▼▼▼

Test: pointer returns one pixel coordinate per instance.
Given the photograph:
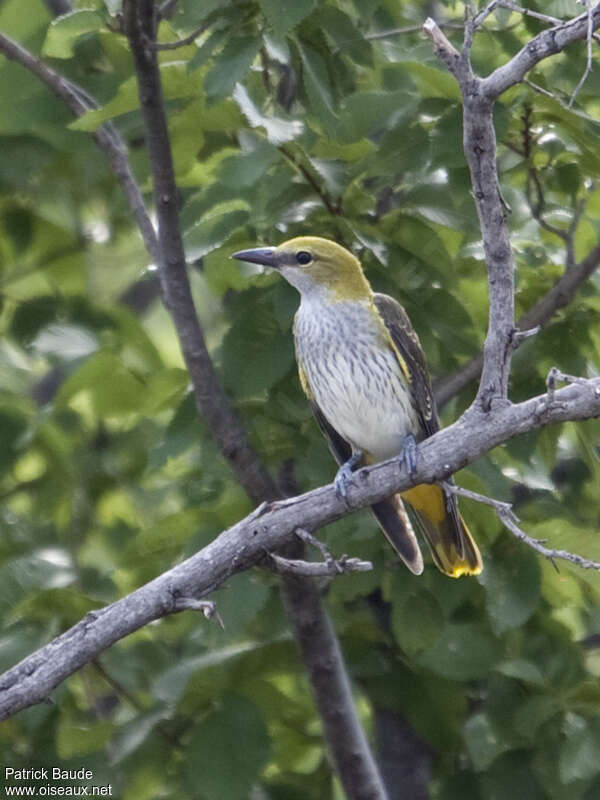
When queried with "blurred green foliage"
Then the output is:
(286, 119)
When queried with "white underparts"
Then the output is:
(354, 375)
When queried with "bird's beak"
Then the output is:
(258, 255)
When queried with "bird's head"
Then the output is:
(314, 265)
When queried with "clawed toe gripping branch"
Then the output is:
(246, 543)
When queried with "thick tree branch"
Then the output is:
(480, 150)
(547, 43)
(559, 296)
(211, 400)
(330, 683)
(271, 526)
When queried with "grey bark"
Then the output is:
(272, 525)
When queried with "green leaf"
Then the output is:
(231, 65)
(66, 30)
(484, 742)
(283, 15)
(580, 754)
(77, 740)
(513, 588)
(246, 169)
(214, 228)
(464, 651)
(532, 713)
(255, 352)
(522, 670)
(176, 81)
(318, 89)
(113, 388)
(433, 82)
(417, 622)
(278, 130)
(219, 766)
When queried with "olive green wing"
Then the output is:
(445, 531)
(412, 359)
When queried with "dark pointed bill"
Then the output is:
(258, 255)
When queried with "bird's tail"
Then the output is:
(452, 546)
(394, 522)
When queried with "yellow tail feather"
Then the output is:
(452, 546)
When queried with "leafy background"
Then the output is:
(286, 118)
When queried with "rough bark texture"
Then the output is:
(270, 527)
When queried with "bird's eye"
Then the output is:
(303, 257)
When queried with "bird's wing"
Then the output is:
(449, 530)
(408, 348)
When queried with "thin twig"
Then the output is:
(538, 89)
(510, 520)
(334, 208)
(107, 137)
(527, 12)
(588, 66)
(180, 42)
(480, 18)
(244, 546)
(320, 650)
(316, 569)
(207, 607)
(406, 29)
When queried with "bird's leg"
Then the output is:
(343, 479)
(408, 454)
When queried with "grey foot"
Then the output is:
(408, 454)
(343, 479)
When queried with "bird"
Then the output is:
(363, 370)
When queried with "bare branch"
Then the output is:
(106, 137)
(346, 739)
(190, 39)
(588, 65)
(211, 400)
(509, 519)
(316, 569)
(527, 12)
(559, 296)
(547, 43)
(207, 607)
(479, 141)
(444, 49)
(244, 545)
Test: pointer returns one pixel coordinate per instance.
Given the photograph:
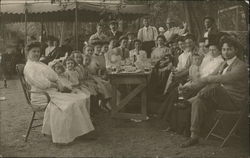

▲▲▲

### Work to be completed:
Copy the material above line for line, without changing anything, and leave out the pictures.

### The completed task:
Test: pointer returns one pixel coordinate per instance.
Given the photograph:
When queried with "blurred green foliage"
Then the output is:
(286, 119)
When queried with "white underparts"
Then the output is:
(354, 375)
When queried with "bird's beak"
Then the output is:
(258, 255)
When queried with "bird's head"
Then the output is:
(314, 265)
When queried with "clawed toe gripping branch"
Then the output is:
(246, 543)
When queried with "thick tree branch"
Then the output is:
(480, 150)
(547, 43)
(559, 296)
(211, 400)
(330, 683)
(271, 526)
When queried with "grey bark"
Then the output is:
(272, 525)
When queried with "green leaf"
Then the output is:
(231, 65)
(66, 30)
(484, 742)
(283, 15)
(580, 754)
(77, 740)
(513, 588)
(246, 169)
(214, 228)
(464, 651)
(532, 713)
(255, 352)
(522, 670)
(176, 81)
(318, 89)
(113, 388)
(433, 82)
(417, 622)
(278, 130)
(219, 766)
When queried with "olive green wing"
Then the output is:
(445, 531)
(412, 359)
When queried with "dark pointed bill"
Then the output is:
(258, 255)
When queried with "bird's tail"
Then the output is:
(452, 546)
(394, 522)
When queried with "yellow tail feather"
Then the output is:
(452, 546)
When queried with "leafy background"
Then the output is:
(286, 118)
When queried with "rough bark texture"
Then the output is:
(270, 527)
When queried with "bird's eye"
Then the output is:
(303, 257)
When queried with "bird's wing"
Then the output is:
(449, 530)
(408, 348)
When queried with "thin twig"
Then the output is:
(538, 89)
(510, 520)
(334, 208)
(107, 137)
(527, 12)
(588, 66)
(180, 42)
(480, 18)
(244, 546)
(320, 650)
(316, 569)
(207, 607)
(406, 29)
When queried with "bird's leg"
Then the output is:
(343, 479)
(408, 454)
When queried with "grey foot"
Then the output is:
(408, 454)
(343, 479)
When queried with "bird"
Then the output is:
(363, 370)
When queried with "bare branch"
Then the output is:
(106, 137)
(346, 739)
(190, 39)
(588, 65)
(211, 400)
(509, 519)
(316, 569)
(527, 12)
(559, 296)
(547, 43)
(207, 607)
(479, 141)
(444, 49)
(244, 545)
Test: pointer returns one pixel coordinate per instance.
Given the photograph:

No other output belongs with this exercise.